• **Activity**:
An unchanged copy of all the lines below is expected, and it should contain no pictures.

===== Input material

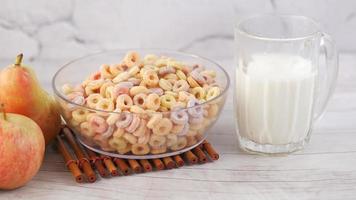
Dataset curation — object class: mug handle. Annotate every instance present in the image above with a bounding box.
[314,33,339,121]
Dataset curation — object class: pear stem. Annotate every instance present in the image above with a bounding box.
[1,103,6,121]
[14,53,23,66]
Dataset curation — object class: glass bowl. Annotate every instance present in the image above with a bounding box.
[52,49,229,159]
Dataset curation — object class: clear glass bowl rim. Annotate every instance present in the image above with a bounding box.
[52,48,230,115]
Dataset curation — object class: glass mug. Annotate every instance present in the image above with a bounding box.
[234,15,338,154]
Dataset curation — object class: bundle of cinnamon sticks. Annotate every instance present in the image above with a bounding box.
[56,126,219,183]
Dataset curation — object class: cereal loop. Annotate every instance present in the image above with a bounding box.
[113,82,134,99]
[128,77,141,86]
[85,80,104,95]
[115,112,133,128]
[72,109,89,123]
[118,144,132,154]
[130,105,146,114]
[80,122,95,138]
[99,125,115,140]
[116,94,133,110]
[128,65,140,76]
[166,134,178,147]
[138,128,151,144]
[170,124,184,134]
[142,70,159,87]
[160,94,176,109]
[86,94,103,108]
[131,143,150,155]
[176,70,187,80]
[123,133,138,144]
[191,87,206,100]
[159,66,176,76]
[100,64,114,79]
[158,79,173,91]
[164,73,178,81]
[170,137,187,151]
[113,71,130,83]
[186,135,197,146]
[150,145,167,154]
[109,137,128,151]
[187,76,200,88]
[165,91,178,98]
[89,71,101,80]
[149,87,164,96]
[177,91,193,102]
[155,58,168,67]
[89,115,108,134]
[147,113,163,129]
[125,115,141,133]
[206,87,221,101]
[143,54,158,65]
[170,109,188,125]
[133,93,147,108]
[149,135,166,147]
[177,123,189,136]
[190,69,206,85]
[146,93,160,111]
[168,60,184,70]
[106,108,121,125]
[130,86,149,96]
[109,64,122,76]
[189,115,204,125]
[62,84,74,95]
[152,118,173,136]
[172,80,189,92]
[100,81,114,97]
[187,98,204,118]
[96,98,115,112]
[133,119,147,137]
[113,127,125,139]
[201,70,216,78]
[124,51,140,67]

==========

• **Result of the task**:
Dataset curation — object class: mug handle. Annotate every instance present in the image above with a bounding box.
[314,33,339,121]
Dataset curation — object class: pear stem. Annotate every instance present in the image above with a bounding box.
[1,103,6,121]
[14,53,23,66]
Dataset curation — object class: glass bowl. Annotate every instance present in the image above with a bounding box.
[52,49,229,159]
Dataset curation — object class: clear glass bowl rim. Annotate every instance present in the image above with a bounding box.
[52,48,230,115]
Dataset curation — object class: glass mug. Annotate every instance present in the image above with a bounding box.
[234,15,338,154]
Dataset curation — object class: bundle of cinnamon sticks. Annotate every instance present in the image above with a bounding box.
[56,126,219,183]
Dataset curation — object class: cereal loop. Annotate every instance present in the image above with a bounding box.
[113,82,134,99]
[128,77,141,86]
[85,80,104,95]
[115,112,133,128]
[72,109,89,123]
[118,144,132,154]
[130,105,146,114]
[80,122,95,138]
[99,125,115,140]
[116,94,133,110]
[128,65,140,76]
[166,134,178,147]
[138,128,151,144]
[170,124,184,134]
[142,70,159,87]
[160,94,176,109]
[86,94,103,108]
[131,143,150,155]
[176,70,187,80]
[123,133,138,144]
[191,87,206,100]
[159,66,176,76]
[100,64,114,79]
[158,79,173,91]
[164,73,178,81]
[170,137,187,151]
[113,71,130,83]
[186,135,197,146]
[150,145,167,154]
[109,137,128,151]
[187,76,200,88]
[165,91,178,98]
[89,71,101,80]
[149,87,164,96]
[177,91,193,102]
[155,58,168,67]
[89,115,108,134]
[147,113,163,129]
[125,115,141,133]
[206,87,221,101]
[143,54,158,65]
[170,109,188,125]
[133,93,147,108]
[149,135,166,147]
[177,123,189,136]
[190,69,206,85]
[146,93,160,111]
[168,60,184,70]
[106,108,121,125]
[130,86,149,96]
[109,64,122,76]
[189,115,204,125]
[62,84,74,95]
[152,118,173,136]
[172,80,189,92]
[100,81,114,97]
[187,98,204,118]
[96,98,115,112]
[133,119,147,137]
[113,127,125,139]
[201,70,216,78]
[124,51,140,67]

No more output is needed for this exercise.